[Stored items]
● ● ● ●
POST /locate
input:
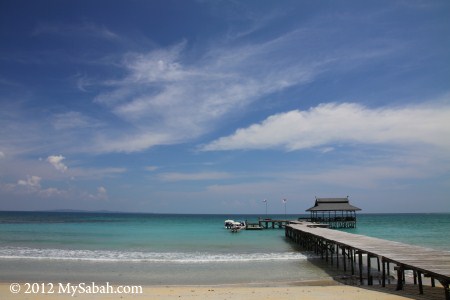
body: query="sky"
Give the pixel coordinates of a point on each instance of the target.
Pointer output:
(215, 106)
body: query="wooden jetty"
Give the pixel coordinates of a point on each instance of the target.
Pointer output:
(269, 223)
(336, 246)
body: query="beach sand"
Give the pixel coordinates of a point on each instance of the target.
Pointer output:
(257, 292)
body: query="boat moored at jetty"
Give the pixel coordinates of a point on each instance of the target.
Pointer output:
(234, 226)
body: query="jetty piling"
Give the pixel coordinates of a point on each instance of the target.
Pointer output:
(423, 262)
● ● ● ●
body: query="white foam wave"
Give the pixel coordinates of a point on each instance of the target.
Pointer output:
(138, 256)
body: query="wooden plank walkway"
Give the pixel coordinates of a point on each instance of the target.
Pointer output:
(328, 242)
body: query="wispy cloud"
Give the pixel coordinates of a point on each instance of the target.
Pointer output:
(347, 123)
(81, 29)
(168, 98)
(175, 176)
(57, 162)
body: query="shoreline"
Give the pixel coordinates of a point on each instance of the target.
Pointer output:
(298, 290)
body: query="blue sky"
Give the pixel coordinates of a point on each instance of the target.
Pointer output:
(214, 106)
● ● ● ●
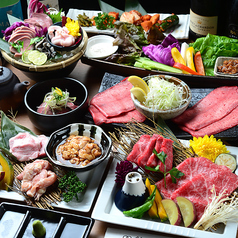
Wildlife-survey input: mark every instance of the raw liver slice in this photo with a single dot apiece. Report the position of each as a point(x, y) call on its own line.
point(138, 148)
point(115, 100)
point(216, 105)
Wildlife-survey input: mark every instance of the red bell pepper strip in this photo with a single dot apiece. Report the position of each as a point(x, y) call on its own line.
● ● ● ●
### Goal of the exercise
Answer with the number alone: how many lines in the records include the word "body"?

### Output below
10